Data extracted from a collection:
======

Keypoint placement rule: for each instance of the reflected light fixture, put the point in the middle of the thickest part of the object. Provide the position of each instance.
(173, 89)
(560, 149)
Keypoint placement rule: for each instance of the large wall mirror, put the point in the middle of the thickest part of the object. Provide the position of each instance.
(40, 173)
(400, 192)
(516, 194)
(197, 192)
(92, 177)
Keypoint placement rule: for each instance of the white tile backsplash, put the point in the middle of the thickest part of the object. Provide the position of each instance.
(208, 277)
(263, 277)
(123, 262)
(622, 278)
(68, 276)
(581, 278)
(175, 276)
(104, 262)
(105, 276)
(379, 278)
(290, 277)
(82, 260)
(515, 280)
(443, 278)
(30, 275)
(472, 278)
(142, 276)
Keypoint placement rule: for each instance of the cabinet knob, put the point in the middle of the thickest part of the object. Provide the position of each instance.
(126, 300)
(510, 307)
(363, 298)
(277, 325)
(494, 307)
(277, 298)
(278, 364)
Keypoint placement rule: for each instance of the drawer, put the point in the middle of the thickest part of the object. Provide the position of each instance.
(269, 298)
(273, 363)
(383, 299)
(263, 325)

======

• **WHAT THE TASK REQUIRES**:
In every item, rename "Keypoint placement rule" to "Point placement guideline" and leave all other text unchanged.

• **SOLUTION TO THIS EXERCISE**:
Point placement guideline: for each instance of the reflected light fixture, put the point in the middle of the thickest part of the object. Provide the position of each instance.
(173, 89)
(560, 149)
Point placement guideline: for each instance of the large wall mirror, put the point in the middle of the thickest part of the object. Provide the position of each instance.
(40, 173)
(400, 192)
(516, 194)
(197, 192)
(92, 177)
Point placement guideline: for each instance of the white tile backsplash, put the point in the middle of the thickest part of the object. Provide the position of each instance.
(208, 277)
(263, 277)
(123, 262)
(622, 278)
(68, 276)
(581, 278)
(175, 276)
(104, 262)
(105, 276)
(379, 278)
(290, 277)
(82, 260)
(515, 280)
(443, 278)
(30, 275)
(472, 278)
(142, 276)
Point placement guideline: for each instance of the cabinet knob, put the point in the middle of the thickest part of the object. Provide the position of each instance.
(126, 300)
(510, 307)
(363, 298)
(277, 325)
(494, 307)
(277, 298)
(278, 364)
Point placement guideline: for each instance of the drawer, put the point in the middle of the thickest part of the object. Provide the position of each instance.
(269, 298)
(273, 363)
(383, 299)
(263, 325)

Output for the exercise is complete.